(INSTRUCTIONS TO FOLLOW):
Present all the items below as a numbered list, leaving out any blank lines.

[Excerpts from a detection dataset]
--- Begin ---

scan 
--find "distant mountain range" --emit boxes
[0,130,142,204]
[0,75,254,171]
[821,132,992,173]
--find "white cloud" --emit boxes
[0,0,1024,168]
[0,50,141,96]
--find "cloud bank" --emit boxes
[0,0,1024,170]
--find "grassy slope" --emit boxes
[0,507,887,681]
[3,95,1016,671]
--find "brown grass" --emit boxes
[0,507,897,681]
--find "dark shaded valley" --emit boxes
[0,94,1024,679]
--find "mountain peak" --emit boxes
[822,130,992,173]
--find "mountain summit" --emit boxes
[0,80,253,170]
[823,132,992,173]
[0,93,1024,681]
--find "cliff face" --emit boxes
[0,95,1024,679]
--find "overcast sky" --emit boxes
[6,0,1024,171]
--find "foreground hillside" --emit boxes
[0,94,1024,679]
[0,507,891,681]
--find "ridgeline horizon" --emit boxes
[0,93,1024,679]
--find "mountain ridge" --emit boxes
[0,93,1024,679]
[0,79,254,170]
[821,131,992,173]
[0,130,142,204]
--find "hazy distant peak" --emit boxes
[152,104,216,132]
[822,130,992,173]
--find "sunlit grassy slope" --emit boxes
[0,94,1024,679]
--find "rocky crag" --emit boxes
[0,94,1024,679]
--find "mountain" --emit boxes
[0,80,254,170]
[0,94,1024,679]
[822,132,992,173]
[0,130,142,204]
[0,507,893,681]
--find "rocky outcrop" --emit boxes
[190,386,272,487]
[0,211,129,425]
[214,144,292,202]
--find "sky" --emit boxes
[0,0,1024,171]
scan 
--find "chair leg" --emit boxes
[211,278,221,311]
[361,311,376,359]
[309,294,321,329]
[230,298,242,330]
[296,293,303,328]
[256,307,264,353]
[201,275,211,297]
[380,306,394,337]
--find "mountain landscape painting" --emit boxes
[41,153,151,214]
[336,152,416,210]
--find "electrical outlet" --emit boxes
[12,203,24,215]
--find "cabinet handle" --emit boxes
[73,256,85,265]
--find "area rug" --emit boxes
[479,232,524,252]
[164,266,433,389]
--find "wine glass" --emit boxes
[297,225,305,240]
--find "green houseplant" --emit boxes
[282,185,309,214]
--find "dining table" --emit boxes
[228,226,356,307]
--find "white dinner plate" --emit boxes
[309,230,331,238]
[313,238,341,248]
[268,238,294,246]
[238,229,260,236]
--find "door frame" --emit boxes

--- End ---

(RESULT FOR THIS TASK):
1. scan 
2. --find "distant mountain range" --emit boxes
3. [0,130,142,204]
4. [0,75,254,171]
5. [821,132,992,173]
6. --find "white cloud" --emit boxes
7. [0,0,1024,168]
8. [0,50,141,96]
9. --find "cloud bank" --emit boxes
10. [0,0,1024,170]
11. --find "grassy slope" --emit boxes
12. [0,507,887,681]
13. [3,95,1016,671]
14. --find "brown grass" --emit boxes
15. [0,507,897,681]
16. --find "dark shaded valley" --emit boxes
17. [0,94,1024,679]
18. --find "mountain peak" --emit boxes
19. [822,130,992,173]
20. --find "mountain summit" --emit boxes
21. [0,80,253,170]
22. [823,132,992,173]
23. [0,93,1024,681]
24. --find "cliff face" --emit boxes
25. [0,95,1024,679]
26. --find "overcast sky" --emit boxes
27. [6,0,1024,171]
28. --find "foreground hillside" --emit boxes
29. [0,94,1024,679]
30. [0,507,891,681]
31. --find "ridgeline horizon" --emit boxes
32. [0,93,1024,679]
33. --find "mountain ridge" --emit boxes
34. [0,93,1024,679]
35. [0,79,254,170]
36. [821,131,992,173]
37. [0,130,142,204]
38. --find "hazy distant peak" --emit boxes
39. [152,104,216,132]
40. [822,130,992,173]
41. --find "sunlit grassy slope" --emit boxes
42. [0,94,1024,679]
43. --find "rocky crag" --emit boxes
44. [0,94,1024,679]
45. --find "mountain" --emit boxes
46. [0,80,254,170]
47. [0,94,1024,679]
48. [822,132,992,173]
49. [0,130,142,204]
50. [0,507,893,681]
51. --find "rocky outcrop" --emit boxes
52. [190,386,272,487]
53. [0,211,129,425]
54. [214,144,292,202]
55. --find "sky" --emit boxes
56. [0,0,1024,171]
57. scan 
58. --find "chair leg" --emit boxes
59. [211,278,221,311]
60. [361,311,376,359]
61. [309,294,321,329]
62. [230,298,242,330]
63. [296,293,303,328]
64. [256,307,264,353]
65. [201,275,211,297]
66. [380,306,394,337]
67. --find "mountain landscape painting" --emit boxes
68. [41,153,151,214]
69. [336,152,416,210]
70. --find "electrical outlet" --emit boxes
71. [12,203,24,215]
72. --find "cabinet handle" --emit boxes
73. [73,256,85,265]
74. --find "area rug" --emit boxes
75. [479,232,524,252]
76. [164,266,433,389]
77. --find "wine glass" --emit boxes
78. [297,225,305,240]
79. --find "green houseplant" --emit boxes
80. [282,185,309,214]
81. --find "dining table" --emit boxes
82. [228,226,356,307]
83. --find "white dinner plate" --emit boxes
84. [309,230,331,238]
85. [313,238,341,248]
86. [268,238,294,246]
87. [238,229,260,236]
88. --find "door frame" --emit boxes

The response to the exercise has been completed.